Point-based annotation data =
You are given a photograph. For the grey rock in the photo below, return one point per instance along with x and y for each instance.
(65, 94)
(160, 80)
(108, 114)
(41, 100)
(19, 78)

WHAT YOU ARE ASKED TO DO = Render every line of the rows above as a Markdown table with two columns, Number and Row line, skipping any blank lines.

OUTPUT OF THE TASK =
| Number | Row line |
|---|---|
| 1 | You are given a photograph. For the grey rock in the photo below, return one point per instance along with x and y for each instance. |
| 2 | (65, 94) |
| 3 | (160, 80) |
| 4 | (108, 114) |
| 5 | (41, 100) |
| 6 | (19, 78) |